**Task**
Lines from the one containing "Q: Tag one point on each instance of the shingle" through the last line of the data are to be repeated word for word, both ends included.

(begin)

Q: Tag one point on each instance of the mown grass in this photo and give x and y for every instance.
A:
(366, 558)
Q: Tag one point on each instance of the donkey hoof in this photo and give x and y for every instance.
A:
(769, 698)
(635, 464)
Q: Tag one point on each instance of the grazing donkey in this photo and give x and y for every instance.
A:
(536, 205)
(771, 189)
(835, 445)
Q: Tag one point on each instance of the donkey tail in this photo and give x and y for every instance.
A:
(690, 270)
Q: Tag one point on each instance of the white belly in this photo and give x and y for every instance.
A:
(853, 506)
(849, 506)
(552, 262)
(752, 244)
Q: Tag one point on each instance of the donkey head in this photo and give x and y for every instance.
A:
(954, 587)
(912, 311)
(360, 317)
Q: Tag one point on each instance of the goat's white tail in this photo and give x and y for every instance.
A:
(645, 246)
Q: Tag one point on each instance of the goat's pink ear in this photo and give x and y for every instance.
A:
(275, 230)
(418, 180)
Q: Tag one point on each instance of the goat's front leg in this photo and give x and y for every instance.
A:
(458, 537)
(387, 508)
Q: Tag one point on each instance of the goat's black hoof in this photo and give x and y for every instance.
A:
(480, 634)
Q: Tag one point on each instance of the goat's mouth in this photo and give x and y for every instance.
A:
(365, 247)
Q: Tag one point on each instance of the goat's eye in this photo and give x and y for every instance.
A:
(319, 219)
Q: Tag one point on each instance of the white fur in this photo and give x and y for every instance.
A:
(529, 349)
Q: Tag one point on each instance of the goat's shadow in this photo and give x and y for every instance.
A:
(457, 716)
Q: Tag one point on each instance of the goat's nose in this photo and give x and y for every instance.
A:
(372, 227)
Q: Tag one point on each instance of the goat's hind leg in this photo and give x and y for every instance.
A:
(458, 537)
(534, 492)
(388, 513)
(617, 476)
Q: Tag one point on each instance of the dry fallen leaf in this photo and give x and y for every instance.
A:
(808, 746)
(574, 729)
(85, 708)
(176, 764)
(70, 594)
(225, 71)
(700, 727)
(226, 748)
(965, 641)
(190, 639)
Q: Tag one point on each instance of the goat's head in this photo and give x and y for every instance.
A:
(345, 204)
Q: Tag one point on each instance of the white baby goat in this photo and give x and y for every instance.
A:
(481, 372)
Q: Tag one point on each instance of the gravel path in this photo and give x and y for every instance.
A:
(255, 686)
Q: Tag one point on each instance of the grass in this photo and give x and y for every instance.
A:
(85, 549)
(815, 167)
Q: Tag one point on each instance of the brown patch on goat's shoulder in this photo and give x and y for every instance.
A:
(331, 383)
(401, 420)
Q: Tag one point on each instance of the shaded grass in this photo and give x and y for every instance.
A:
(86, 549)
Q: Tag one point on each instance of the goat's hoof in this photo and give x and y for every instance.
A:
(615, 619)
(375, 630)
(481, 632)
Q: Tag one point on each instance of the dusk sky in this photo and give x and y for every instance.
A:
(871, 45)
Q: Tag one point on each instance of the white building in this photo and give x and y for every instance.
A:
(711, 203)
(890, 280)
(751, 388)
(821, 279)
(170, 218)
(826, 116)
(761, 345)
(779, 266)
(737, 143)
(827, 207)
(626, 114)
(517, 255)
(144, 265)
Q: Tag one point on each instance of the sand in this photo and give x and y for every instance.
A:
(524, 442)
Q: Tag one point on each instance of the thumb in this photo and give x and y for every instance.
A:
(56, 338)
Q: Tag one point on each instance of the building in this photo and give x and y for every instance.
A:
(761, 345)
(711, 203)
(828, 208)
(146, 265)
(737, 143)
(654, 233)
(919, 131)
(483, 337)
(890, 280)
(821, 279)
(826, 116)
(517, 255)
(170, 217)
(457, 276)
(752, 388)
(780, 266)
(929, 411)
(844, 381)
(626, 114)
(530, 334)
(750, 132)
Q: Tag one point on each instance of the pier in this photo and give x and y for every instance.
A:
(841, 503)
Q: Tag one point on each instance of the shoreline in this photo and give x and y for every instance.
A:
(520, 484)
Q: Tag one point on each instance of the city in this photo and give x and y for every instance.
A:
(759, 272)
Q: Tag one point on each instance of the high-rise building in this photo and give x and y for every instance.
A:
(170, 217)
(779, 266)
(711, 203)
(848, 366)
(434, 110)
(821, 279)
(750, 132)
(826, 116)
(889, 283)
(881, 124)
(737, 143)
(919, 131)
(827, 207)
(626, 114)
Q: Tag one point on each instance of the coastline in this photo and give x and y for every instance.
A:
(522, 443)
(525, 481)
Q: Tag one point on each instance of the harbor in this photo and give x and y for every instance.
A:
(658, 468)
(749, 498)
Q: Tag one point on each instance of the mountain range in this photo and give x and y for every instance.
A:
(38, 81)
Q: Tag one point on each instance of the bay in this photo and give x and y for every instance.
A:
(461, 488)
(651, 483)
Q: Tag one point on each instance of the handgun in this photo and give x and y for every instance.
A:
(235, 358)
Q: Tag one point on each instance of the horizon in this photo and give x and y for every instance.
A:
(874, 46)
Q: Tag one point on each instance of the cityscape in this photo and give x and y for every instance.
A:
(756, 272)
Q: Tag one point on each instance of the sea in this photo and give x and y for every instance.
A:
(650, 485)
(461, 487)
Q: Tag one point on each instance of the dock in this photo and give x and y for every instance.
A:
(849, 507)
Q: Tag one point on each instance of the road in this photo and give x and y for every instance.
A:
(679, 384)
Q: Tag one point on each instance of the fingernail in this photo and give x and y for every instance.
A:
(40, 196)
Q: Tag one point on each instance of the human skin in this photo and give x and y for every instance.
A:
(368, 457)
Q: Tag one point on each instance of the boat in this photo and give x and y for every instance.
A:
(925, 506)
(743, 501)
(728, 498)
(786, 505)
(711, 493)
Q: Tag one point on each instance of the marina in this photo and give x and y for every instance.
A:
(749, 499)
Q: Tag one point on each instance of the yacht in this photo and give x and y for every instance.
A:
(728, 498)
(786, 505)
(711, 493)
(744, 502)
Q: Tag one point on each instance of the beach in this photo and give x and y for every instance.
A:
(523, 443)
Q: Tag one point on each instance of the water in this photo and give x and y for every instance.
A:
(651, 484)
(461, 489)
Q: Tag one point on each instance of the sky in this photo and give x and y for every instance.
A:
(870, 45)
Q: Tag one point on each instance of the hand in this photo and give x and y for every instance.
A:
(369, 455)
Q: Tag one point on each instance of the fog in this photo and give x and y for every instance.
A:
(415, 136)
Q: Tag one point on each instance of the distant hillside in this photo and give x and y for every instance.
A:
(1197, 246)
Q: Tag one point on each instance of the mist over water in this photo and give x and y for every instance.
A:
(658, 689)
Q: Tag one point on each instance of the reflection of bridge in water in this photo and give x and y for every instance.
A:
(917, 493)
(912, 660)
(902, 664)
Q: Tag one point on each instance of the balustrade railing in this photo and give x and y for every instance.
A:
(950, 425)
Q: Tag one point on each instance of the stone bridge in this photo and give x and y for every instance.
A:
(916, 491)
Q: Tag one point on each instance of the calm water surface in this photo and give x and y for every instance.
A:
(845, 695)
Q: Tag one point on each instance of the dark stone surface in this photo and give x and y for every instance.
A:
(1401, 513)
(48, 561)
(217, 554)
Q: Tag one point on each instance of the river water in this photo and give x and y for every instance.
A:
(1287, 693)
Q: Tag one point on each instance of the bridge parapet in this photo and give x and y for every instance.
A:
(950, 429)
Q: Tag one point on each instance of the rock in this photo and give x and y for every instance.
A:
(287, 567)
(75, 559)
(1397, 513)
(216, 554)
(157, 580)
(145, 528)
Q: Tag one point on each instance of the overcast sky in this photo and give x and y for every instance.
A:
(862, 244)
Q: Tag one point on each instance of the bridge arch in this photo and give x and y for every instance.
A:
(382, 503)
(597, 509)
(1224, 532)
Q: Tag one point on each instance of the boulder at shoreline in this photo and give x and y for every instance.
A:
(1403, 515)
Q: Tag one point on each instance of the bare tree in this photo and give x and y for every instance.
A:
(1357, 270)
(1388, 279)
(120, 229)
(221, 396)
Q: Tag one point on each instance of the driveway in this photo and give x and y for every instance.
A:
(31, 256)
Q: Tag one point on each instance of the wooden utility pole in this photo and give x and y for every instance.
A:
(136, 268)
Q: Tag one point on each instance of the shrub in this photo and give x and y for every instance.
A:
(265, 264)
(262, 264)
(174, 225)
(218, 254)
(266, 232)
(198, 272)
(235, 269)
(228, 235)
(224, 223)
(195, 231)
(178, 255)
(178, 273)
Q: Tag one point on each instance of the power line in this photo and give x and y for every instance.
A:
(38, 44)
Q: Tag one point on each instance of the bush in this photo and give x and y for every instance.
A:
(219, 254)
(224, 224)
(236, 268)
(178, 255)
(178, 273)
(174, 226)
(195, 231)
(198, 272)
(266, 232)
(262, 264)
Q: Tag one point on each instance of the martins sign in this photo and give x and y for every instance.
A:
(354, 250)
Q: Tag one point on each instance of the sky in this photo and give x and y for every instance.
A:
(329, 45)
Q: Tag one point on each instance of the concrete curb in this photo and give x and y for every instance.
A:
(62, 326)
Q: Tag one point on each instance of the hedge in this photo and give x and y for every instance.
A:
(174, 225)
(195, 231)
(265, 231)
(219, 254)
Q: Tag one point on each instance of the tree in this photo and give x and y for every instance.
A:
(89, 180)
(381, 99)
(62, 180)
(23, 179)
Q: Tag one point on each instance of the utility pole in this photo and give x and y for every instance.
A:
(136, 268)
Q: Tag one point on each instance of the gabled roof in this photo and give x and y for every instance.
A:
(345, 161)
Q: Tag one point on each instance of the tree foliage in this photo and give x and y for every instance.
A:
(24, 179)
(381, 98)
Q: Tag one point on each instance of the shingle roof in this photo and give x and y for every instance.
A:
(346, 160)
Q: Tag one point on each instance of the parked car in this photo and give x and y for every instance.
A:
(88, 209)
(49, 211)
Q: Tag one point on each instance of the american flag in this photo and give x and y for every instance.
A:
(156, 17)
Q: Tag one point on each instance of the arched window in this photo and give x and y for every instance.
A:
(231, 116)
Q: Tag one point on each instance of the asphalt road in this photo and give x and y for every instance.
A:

(end)

**Task answer**
Q: Tag one point on each instance of the shingle roof in this photo and give x and y for every instance.
A:
(346, 160)
Q: Tag one point on each instance of the parked car in this photo and give x and y for every instance.
A:
(88, 209)
(49, 211)
Q: Tag one point on each instance of the american flag in this photo and give x and y for every instance.
A:
(156, 17)
Q: Tag one point on each instance of the arched window in this photo and give x and y for every instance.
A:
(231, 116)
Q: Tag one point on each instance of the asphalt road in this photo and give x and y for every instance.
A:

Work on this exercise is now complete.